Copy out the rows starting at the one that contains "Indicate the single" and ending with the last row, requests included, and shift every coordinate in the answer points up by 77. Leave the requests and their sample formats unchanged.
.....
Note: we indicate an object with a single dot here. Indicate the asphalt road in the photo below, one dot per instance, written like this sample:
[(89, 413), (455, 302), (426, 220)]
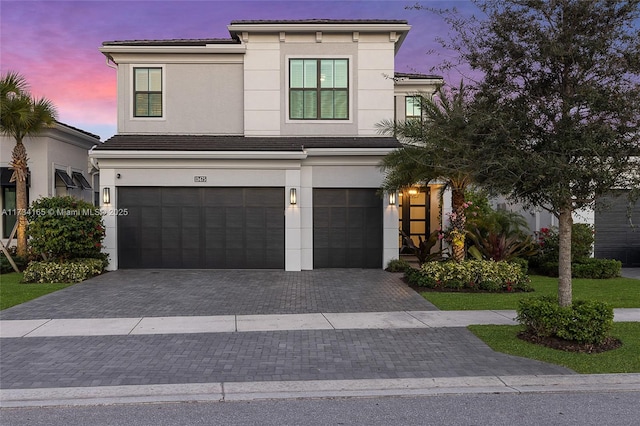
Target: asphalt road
[(588, 408)]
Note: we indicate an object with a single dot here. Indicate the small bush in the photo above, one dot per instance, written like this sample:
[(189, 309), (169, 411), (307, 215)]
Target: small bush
[(398, 265), (68, 272), (596, 268), (585, 268), (480, 275), (65, 228), (583, 322)]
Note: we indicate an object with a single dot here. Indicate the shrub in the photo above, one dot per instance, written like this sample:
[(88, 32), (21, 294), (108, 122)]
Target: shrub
[(481, 275), (398, 265), (596, 268), (582, 238), (500, 235), (67, 272), (583, 322), (65, 228), (585, 268)]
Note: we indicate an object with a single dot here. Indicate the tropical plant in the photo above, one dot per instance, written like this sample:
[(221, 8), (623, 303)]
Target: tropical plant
[(21, 115), (440, 147), (501, 235), (561, 94), (424, 250)]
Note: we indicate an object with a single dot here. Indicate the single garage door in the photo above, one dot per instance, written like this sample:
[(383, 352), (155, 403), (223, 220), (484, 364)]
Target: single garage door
[(347, 228), (209, 228), (615, 238)]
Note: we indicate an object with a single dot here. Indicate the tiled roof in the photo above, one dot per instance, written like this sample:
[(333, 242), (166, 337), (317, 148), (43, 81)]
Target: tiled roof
[(172, 42), (239, 143), (79, 130), (412, 76)]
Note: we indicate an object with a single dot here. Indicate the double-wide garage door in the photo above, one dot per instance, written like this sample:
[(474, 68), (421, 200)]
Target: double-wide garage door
[(237, 228), (217, 228)]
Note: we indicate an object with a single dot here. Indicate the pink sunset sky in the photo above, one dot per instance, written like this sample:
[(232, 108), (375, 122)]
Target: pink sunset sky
[(54, 44)]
.....
* [SOLUTION FOR THIS PROBLEM]
Note: we indicate an object with a single dot here. Indicate the single garage door in the photo above, one dot per instance, written like this sample:
[(383, 352), (155, 403), (223, 220), (484, 364)]
Target: single garage door
[(424, 305), (286, 305), (692, 315)]
Note: we indicate an object with a single dot here. Indicate the tiled roof in the photo above, one dot per instance, written like this sample:
[(333, 242), (166, 337), (317, 148), (43, 81)]
Target: tiled roof
[(249, 119), (316, 220), (156, 207), (489, 153)]
Note: we indicate an object with a single dot here. Indicate the double-wide garage door in the photo above, one dot per instance, written like this sample:
[(474, 68), (421, 200)]
Target: double-wide garage door
[(314, 305), (294, 305)]
Note: we indicate an object with a single dot here. Indicate the pink sunset sky in the photo above, one dot per instance, written like this sample:
[(232, 108), (375, 122)]
Target: pink sunset sky
[(131, 121)]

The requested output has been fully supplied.